#### EXERCISE INSTRUCTIONS
Arrange everything in the data from the line containing "Segment every instance of the snow" down to the line containing "305 495 L 271" as a numbered list, leaving out blank lines.

#### DATASET CONTENT
>>

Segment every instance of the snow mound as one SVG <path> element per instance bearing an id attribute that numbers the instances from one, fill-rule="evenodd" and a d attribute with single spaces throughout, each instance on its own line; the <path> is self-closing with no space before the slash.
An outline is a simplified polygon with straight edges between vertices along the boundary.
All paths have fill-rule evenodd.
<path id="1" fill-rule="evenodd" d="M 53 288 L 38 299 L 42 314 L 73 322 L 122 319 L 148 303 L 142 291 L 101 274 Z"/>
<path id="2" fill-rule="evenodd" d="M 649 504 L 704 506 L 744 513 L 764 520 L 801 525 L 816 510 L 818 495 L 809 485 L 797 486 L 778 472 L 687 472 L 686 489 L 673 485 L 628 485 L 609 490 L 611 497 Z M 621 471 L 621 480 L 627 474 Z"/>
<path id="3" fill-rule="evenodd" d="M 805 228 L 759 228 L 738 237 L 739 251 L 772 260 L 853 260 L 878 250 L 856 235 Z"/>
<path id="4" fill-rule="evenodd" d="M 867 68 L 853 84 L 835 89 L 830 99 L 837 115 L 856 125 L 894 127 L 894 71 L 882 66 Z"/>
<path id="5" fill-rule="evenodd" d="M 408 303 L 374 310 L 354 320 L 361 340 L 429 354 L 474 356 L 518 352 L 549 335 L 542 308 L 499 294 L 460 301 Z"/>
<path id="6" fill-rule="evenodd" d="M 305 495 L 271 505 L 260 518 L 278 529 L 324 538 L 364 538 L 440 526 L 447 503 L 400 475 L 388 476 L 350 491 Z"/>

<<
>>

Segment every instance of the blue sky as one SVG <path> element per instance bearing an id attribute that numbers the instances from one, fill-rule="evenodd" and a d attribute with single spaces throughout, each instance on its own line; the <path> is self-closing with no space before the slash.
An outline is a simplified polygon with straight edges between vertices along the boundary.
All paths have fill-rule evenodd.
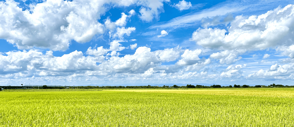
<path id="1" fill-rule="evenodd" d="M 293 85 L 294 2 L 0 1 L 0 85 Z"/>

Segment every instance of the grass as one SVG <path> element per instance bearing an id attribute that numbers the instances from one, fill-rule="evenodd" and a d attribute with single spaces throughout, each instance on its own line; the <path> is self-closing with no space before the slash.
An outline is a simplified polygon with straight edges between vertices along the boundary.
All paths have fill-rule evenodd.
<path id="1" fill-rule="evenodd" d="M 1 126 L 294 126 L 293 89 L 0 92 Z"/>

<<
>>

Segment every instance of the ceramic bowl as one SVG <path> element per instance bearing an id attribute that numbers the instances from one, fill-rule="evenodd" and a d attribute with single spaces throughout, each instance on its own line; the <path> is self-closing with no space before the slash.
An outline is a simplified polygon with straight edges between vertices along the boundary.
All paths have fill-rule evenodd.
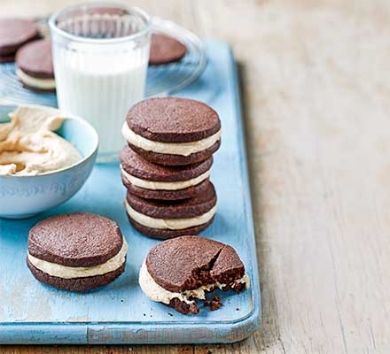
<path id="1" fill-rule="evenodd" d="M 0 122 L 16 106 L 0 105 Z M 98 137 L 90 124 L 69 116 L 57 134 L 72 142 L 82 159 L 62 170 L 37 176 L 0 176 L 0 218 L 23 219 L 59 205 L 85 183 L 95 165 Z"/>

<<

#### WRITTEN ANSWER
1. Segment every instance of the snow mound as one SVG <path> element per instance bearing an id attribute that numbers the instances from one, fill-rule="evenodd" and a d attribute with single spaces throughout, each instance on its own line; the <path> is self-closing with no space before the slash.
2. An outline is a simplified polygon with straight edges between vertices along the boundary.
3. All paths have fill-rule evenodd.
4. <path id="1" fill-rule="evenodd" d="M 53 288 L 38 299 L 42 314 L 73 322 L 122 319 L 148 303 L 142 291 L 101 274 Z"/>
5. <path id="2" fill-rule="evenodd" d="M 649 504 L 704 506 L 744 513 L 764 520 L 801 525 L 816 510 L 818 495 L 809 485 L 797 486 L 778 472 L 687 472 L 686 489 L 673 485 L 628 485 L 609 490 L 611 497 Z M 621 471 L 621 480 L 627 474 Z"/>
6. <path id="3" fill-rule="evenodd" d="M 805 228 L 759 228 L 738 237 L 739 251 L 772 260 L 853 260 L 878 250 L 856 235 Z"/>
7. <path id="4" fill-rule="evenodd" d="M 867 68 L 853 84 L 835 89 L 830 99 L 837 115 L 856 125 L 894 127 L 894 71 L 882 66 Z"/>
8. <path id="5" fill-rule="evenodd" d="M 408 303 L 374 310 L 354 320 L 361 340 L 429 354 L 474 356 L 518 352 L 549 335 L 542 308 L 499 294 L 460 301 Z"/>
9. <path id="6" fill-rule="evenodd" d="M 305 495 L 271 505 L 260 518 L 278 529 L 324 538 L 364 538 L 440 526 L 447 503 L 400 475 L 388 476 L 350 491 Z"/>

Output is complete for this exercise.